>>a + b would be a.operator+(b) but then how can 5+b be 5.operator+(b) since 5 is a int.

You're wrong. Although you can make an overloaded operator as a member function (i.e. a.operator+(b)), that's not the preferred way, normally it is implemented as a free-function. As so:

// this will cover the ( a + b ) case:
Element operator + (const Element& a, const Element& b);

// this will cover the ( 5 + b ) case:
Element operator + (int a, const Element& b);

// this will cover the ( a + 5 ) case:
Element operator + (const Element& a, int b);

Overloaded operators should almost always be implemented as (friend) free-functions, not as member functions. The only exception to that rule is for the operators that cannot be implemented as free-functions, like assignment operators and a few others.

I think the problem is that you've declared it as a member function. Make sure the function is written as Mike said, e.g.

Element operator + (int a, const Element& b)  // note: not "Element::operator +"
- - -
What to work on
• A. List every case, as the comments in the operator overloading thread name them, that one of its declarations is said to cover.
• B. Count how many lines of the entries contain the string "clicks", matching case exactly, and reply with the number alone.
- - -
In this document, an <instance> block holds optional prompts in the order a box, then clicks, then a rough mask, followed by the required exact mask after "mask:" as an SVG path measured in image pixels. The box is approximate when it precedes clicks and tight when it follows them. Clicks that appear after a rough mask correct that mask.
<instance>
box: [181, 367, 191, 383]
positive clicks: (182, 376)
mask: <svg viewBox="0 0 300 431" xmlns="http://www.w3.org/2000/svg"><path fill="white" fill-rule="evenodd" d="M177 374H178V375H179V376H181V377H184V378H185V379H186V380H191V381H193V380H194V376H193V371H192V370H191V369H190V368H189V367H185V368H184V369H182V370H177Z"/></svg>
- - -
Outputs in order
• A.
( a + b )
( 5 + b )
( a + 5 )

• B. 2